▸ **Provided text**:
· · · · · · ·

Data Version Control

v2.4.0 | Report Errata

docs development docs development

Data Versioning Tooling (DVC, Delta Lake, LakeFS)

Data versioning ensures that, for any model version, the organisation can retrieve the exact dataset used to train it. Without deliberate versioning, the data that trained last quarter’s model may have been silently overwritten by this quarter’s data pipeline. Three tools address this requirement with different architectural trade-offs.

DVC (Data Version Control) works alongside Git. The dataset is stored in remote storage (S3, GCS, Azure Blob), and DVC creates a small metadata file in the Git repository recording the storage location, content hash, and version. Checking out a Git commit allows DVC to retrieve the corresponding dataset. DVC fits into existing Git workflows and is the most widely adopted option, though it tracks whole files, meaning even small changes require storing a complete new copy.

Delta Lake, built on Apache Spark, provides ACID transactions on data lakes with time-travel capability for querying historical versions. It handles incremental changes efficiently but depends on the Spark ecosystem. LakeFS provides Git-like semantics (branches, commits, merges) directly on object storage, working with any S3-compatible tool. All three tools must support the ten-year retention requirement under Article 18, which has infrastructure implications: durable storage, surviving access credentials, and budgeted storage costs for a decade.

Key outputs

Selected data versioning tool with deployment configuration
Integration with the code repository (cross-referencing data versions to Git commits)
Ten-year retention infrastructure (long-term storage, lifecycle policies)
Module 4 and Module 10 AISDP documentation

Dataset Manifest per Version (Count, Schema, Hash, Creator, Transformations)

Each dataset version must be accompanied by a manifest that records the essential metadata needed for traceability and reproducibility. The manifest serves as the dataset’s identity card, enabling the organisation to verify that the correct dataset was used for a given training run and to detect any unauthorised modifications.

The manifest records the version identifier, the creation date, the creator’s identity, the record count, the column schema (field names, types, and formats), the SHA-256 content hash of each data file, the source description, and any transformations applied since the previous version. The content hash is particularly important: it provides a tamper-evident fingerprint that can be verified at any future point to confirm the dataset has not been altered.

· · · · · · ·

▸ **Data excerpts**:
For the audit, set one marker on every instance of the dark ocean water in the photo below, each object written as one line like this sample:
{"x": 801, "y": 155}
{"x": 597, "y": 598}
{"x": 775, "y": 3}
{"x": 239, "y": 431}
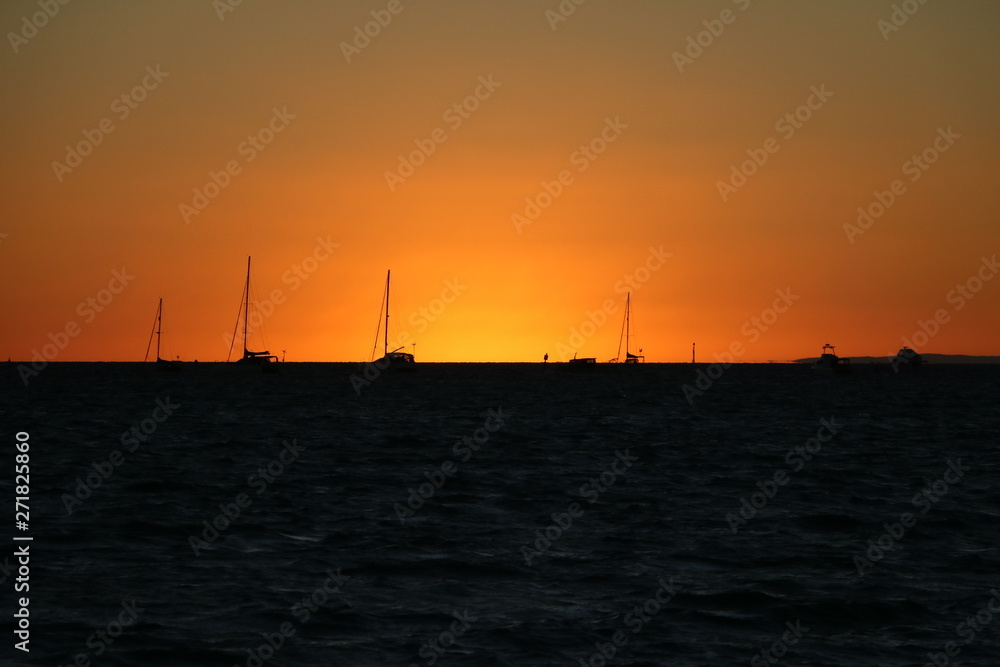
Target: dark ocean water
{"x": 593, "y": 515}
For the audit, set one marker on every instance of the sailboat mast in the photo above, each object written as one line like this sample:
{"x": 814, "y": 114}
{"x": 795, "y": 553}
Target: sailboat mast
{"x": 628, "y": 331}
{"x": 159, "y": 327}
{"x": 246, "y": 307}
{"x": 386, "y": 339}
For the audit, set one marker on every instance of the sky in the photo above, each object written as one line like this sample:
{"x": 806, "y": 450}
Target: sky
{"x": 761, "y": 177}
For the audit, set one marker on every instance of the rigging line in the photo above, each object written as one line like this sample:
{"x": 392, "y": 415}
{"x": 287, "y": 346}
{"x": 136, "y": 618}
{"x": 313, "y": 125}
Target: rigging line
{"x": 146, "y": 356}
{"x": 378, "y": 328}
{"x": 236, "y": 327}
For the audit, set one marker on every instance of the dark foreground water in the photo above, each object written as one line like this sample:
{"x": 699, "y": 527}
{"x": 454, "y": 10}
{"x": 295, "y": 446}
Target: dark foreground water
{"x": 478, "y": 514}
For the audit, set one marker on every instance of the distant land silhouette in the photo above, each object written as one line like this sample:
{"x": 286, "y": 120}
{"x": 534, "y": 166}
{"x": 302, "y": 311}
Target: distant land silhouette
{"x": 928, "y": 359}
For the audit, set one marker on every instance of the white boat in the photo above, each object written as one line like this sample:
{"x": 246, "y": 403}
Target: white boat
{"x": 829, "y": 361}
{"x": 264, "y": 359}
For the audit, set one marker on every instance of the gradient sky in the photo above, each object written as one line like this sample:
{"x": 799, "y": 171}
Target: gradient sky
{"x": 522, "y": 289}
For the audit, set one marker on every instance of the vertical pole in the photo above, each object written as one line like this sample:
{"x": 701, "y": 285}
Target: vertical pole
{"x": 385, "y": 345}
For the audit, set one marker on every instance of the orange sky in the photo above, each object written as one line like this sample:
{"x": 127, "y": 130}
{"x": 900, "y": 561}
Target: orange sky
{"x": 673, "y": 125}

· · · · · · ·

▸ **Given problem**:
Answer each question from the data versioning text above, using a short phrase per answer.
(a) Which of the three tools does the text call the most widely adopted option?
(b) On which ecosystem does Delta Lake depend?
(c) What kind of content hash does the manifest record for each data file?

▸ **Answer to the task**:
(a) DVC (Data Version Control)
(b) The Apache Spark ecosystem
(c) A SHA-256 content hash